### Excerpt to read
Get DIV content from external Website

2019-01-07 08:53发布

问题:

I want to get a DIV from an external website with pure PHP.

External website: http://www.isitdownrightnow.com/youtube.com.html

Div text I want from isitdownrightnow (statusup div): <div class="statusup">The website is probably down just for you...</div>

I already tried file_get_contents with DOMDocument and str_get_html, but I could not get it to work.

For example this

$page = file_get_contents('http://css-tricks.com/forums/topic/jquery-selector-div-variable/');
    $doc = new DOMDocument();
    $doc->loadHTML($page);
    $divs = $doc->getElementsByTagName('div');
    foreach($divs as $div) {
        // Loop through the DIVs looking for one withan id of "content"
        // Then echo out its contents (pardon the pun)
        if ($div->getAttribute('class') === 'bbp-template-notice') {
             echo $div->nodeValue;
        }
    }

It will just display an error in the console:

Failed to load resource: the server responded with a status of 500 (Internal Server Error)

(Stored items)
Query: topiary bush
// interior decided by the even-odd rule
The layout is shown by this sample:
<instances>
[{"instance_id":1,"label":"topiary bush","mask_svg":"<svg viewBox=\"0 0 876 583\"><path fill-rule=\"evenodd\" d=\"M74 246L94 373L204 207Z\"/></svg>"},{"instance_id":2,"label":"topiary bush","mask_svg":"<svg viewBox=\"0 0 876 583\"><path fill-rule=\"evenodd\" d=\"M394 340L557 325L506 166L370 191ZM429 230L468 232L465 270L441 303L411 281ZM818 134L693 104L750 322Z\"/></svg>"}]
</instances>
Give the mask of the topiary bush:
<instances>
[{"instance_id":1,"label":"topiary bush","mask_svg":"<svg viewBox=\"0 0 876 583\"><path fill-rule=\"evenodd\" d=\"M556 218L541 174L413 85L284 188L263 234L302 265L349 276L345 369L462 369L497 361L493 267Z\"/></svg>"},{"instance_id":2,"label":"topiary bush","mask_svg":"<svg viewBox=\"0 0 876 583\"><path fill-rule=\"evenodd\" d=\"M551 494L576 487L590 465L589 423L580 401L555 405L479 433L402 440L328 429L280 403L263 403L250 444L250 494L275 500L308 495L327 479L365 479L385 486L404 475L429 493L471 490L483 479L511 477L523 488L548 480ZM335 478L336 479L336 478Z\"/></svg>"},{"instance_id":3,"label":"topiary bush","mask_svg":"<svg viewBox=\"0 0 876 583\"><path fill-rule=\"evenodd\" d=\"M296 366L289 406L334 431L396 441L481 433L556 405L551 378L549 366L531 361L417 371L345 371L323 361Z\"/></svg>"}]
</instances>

### Exercise directions
Answer these about the forum post on fetching a div with PHP:
1. What class does the div the poster wants have?
2. Which approaches had the poster already tried without success?
3. What status code does the console error report?
The stored items have no role here.

### The answer
1. statusup
2. file_get_contents with DOMDocument, and str_get_html
3. 500 (Internal Server Error)